## ZU ERLEDIGEN:
a: Fasse im Textauszug über Oskar Schlemmer den Absatz, der mit „Oskar Schlemmer ist ein gutes Beispiel“ beginnt, kürzer zusammen und behalte dabei seine wichtigsten Fakten bei.
b: Welches Museum darf laut dem Textauszug über Oskar Schlemmer das Publikum jetzt mit dem Künstler bekannt machen?
c: Führe den Textauszug über Oskar Schlemmer nach seinem letzten Satz weiter.

9punkt - Die Debattenrundschau vom 21.11.2014 finden Sie hier

Kunst


Oskar Schlemmer, Vierzehnergruppe in imaginärer Architektur, 1930-36, Museum Ludwig, Köln © Rheinisches Bildarchiv, Köln

Oskar Schlemmer ist ein gutes Beispiel dafür, wie das völlig überdehnte Urheberrecht Werke der Moderne in der Versenkung verschwinden lässt: Nach den Nazis haben die Erben Schlemmers über Jahrzehnte eine Ausstellung verweigert, erzählt Hans-Joachim Müller in der Welt. Erst jetzt, siebzig Jahre nach dem Tod des Künstlers, darf die Stuttgarter Staatsgalerie das Publikum mit dem Künstler bekannt machen und mit seinen kubischen Figuren: "Völlig unbeeindruckt von der "Seinsvergessenheit", die Heidegger dem technischen Zeitalter nachsagen wollte, sah Schlemmer gerade in der Verlässlichkeit der Maschine eine Metapher für die Belastbarkeit seiner Vision. So wie der Bildhauer seine Figurenreliefs und Skulpturen aus Geräteteilen fügte, so verband der Maler die Körperteile seiner Gliederpuppen mit Rädern und Transmissionen, deren Präzision den apparativen Lebensaufbau erst ermöglichen würde."

## VORLIEGENDE DATENSÄTZE:

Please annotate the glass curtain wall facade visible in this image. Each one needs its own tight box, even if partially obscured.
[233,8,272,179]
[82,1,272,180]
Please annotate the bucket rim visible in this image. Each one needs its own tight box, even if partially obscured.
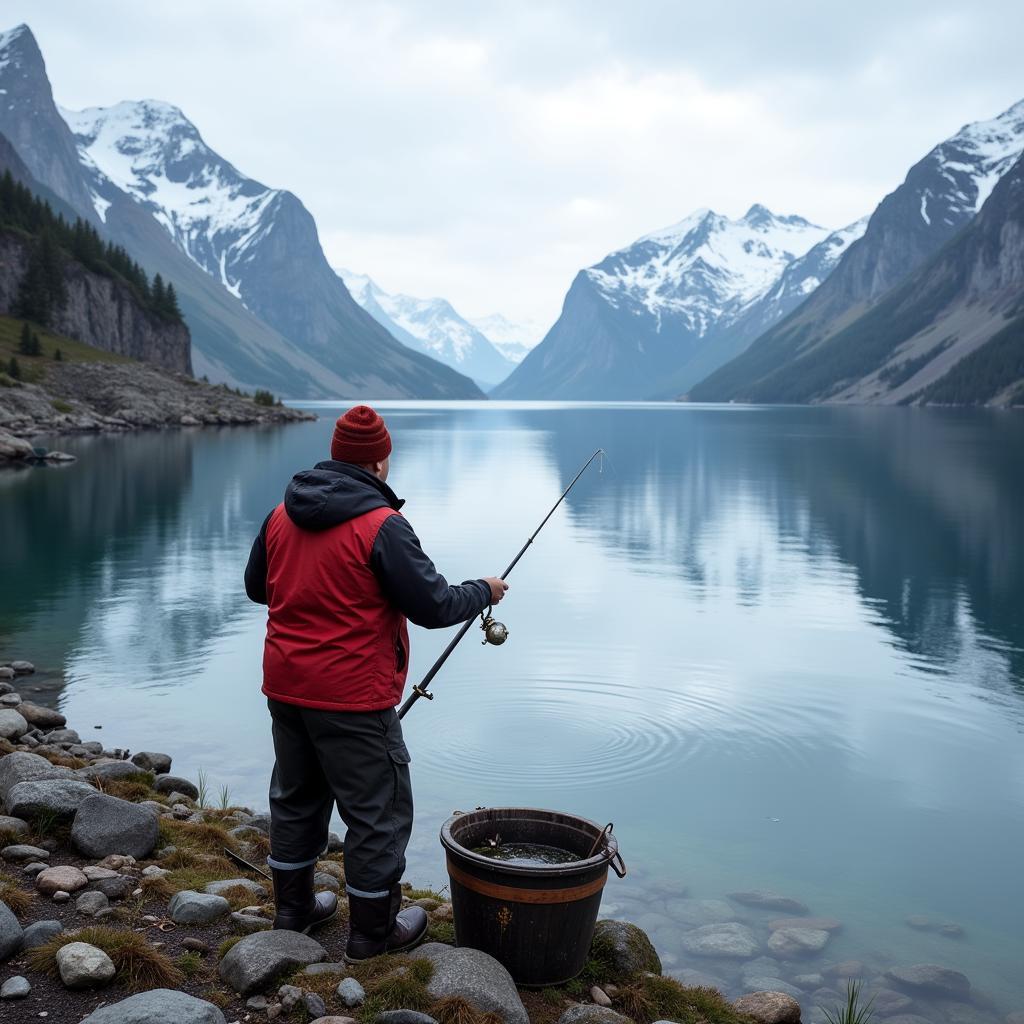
[440,807,618,878]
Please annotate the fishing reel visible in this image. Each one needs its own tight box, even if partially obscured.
[480,604,509,647]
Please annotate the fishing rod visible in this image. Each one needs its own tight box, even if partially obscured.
[398,449,604,718]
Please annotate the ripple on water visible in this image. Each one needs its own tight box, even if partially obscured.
[418,676,827,787]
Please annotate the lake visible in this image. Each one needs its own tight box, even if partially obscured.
[0,402,1024,1024]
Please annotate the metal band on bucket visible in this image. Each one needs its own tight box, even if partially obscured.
[447,857,608,903]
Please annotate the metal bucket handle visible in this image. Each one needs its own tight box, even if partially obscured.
[585,821,626,879]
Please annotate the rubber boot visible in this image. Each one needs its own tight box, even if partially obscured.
[271,864,338,935]
[345,886,430,964]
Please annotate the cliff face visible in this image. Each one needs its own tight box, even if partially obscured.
[0,230,191,374]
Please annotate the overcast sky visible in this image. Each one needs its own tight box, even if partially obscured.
[8,0,1024,328]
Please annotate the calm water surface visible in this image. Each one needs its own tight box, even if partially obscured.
[0,403,1024,1024]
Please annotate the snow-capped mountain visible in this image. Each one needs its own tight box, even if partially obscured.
[495,204,829,398]
[469,313,544,364]
[335,267,515,390]
[0,26,480,397]
[684,100,1024,400]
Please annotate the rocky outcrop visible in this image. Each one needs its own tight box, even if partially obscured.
[0,361,315,463]
[0,230,191,374]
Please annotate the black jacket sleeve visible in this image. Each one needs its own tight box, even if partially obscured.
[370,515,490,630]
[240,512,273,604]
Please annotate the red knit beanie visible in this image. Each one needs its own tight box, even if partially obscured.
[331,406,391,466]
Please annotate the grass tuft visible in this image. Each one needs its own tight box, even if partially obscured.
[819,979,874,1024]
[0,874,32,918]
[176,949,203,980]
[27,925,184,991]
[430,995,479,1024]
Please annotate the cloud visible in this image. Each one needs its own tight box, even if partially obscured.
[6,0,1024,323]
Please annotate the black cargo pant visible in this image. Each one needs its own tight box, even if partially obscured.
[267,699,413,897]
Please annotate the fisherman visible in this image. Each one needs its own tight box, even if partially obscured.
[245,406,508,963]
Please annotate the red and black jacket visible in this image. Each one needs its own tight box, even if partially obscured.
[246,462,490,711]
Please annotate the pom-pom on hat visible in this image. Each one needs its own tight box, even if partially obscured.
[331,406,391,466]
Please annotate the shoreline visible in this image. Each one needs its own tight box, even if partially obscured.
[0,362,317,464]
[0,660,800,1024]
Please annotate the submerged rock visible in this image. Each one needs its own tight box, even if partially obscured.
[594,921,662,975]
[768,928,828,958]
[886,964,971,997]
[732,992,800,1024]
[681,922,761,959]
[82,988,224,1024]
[131,751,171,775]
[728,889,809,914]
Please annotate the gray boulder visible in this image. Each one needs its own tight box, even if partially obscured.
[412,942,529,1024]
[6,778,96,820]
[22,921,63,952]
[682,922,761,959]
[0,843,50,864]
[75,761,150,782]
[17,700,68,729]
[167,889,231,925]
[0,900,25,961]
[131,751,171,775]
[666,899,736,928]
[71,793,159,859]
[728,889,809,914]
[89,874,138,899]
[0,974,32,999]
[886,964,971,998]
[0,708,29,739]
[56,942,117,988]
[231,911,273,935]
[594,921,662,976]
[558,1002,632,1024]
[337,978,367,1010]
[732,992,800,1024]
[154,775,199,800]
[82,988,224,1024]
[218,929,327,995]
[0,751,63,803]
[768,928,828,959]
[46,729,81,753]
[75,890,111,918]
[203,879,268,898]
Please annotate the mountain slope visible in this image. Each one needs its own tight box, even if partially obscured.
[336,268,515,390]
[494,205,828,398]
[692,157,1024,404]
[469,313,544,365]
[61,100,480,397]
[689,100,1024,401]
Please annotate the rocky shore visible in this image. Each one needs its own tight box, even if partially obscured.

## ALS ANTWORT:
a: Laut Hans-Joachim Müller in der Welt zeigt Oskar Schlemmer, wie das überdehnte Urheberrecht Werke der Moderne verschwinden lässt. Nach den Nazis verweigerten Schlemmers Erben jahrzehntelang eine Ausstellung. Erst jetzt, siebzig Jahre nach seinem Tod, darf die Stuttgarter Staatsgalerie ihn und seine kubischen Figuren zeigen. Unbeeindruckt von Heideggers „Seinsvergessenheit“ sah Schlemmer in der Verlässlichkeit der Maschine eine Metapher für seine Vision. Als Bildhauer fügte er Reliefs und Skulpturen aus Geräteteilen zusammen. Als Maler verband er die Körperteile seiner Gliederpuppen mit Rädern und Transmissionen.

b: Die Stuttgarter Staatsgalerie.

c:
Absolut vernünftig findet es Stefan Grund in der Welt, dass WDR und die landeseigene Spielbank in NRW ihre Kunst verkaufen: "Aufgabe des WDR ist es, zu senden, und dabei die Grundversorgung der Bevölkerung mit Information und Kultur sicherzustellen. Diese Aufgaben umfassen nicht den steuer- oder gebührenfinanzierten Kunsthandel."

Besprochen werden eine Ausstellung der russische Künstlergruppe Chto Delat in der Wiener Secession (Presse), die Ausstellung "No More Fukushimas" im Wiener Verein 08 (Standard), eine Ausstellung mit Porträtfotos von Martin Schoeller in der CWC Gallery in Berlin (SZ) und Peter Lindberghs Fotoband "Images of Women II" (FAZ).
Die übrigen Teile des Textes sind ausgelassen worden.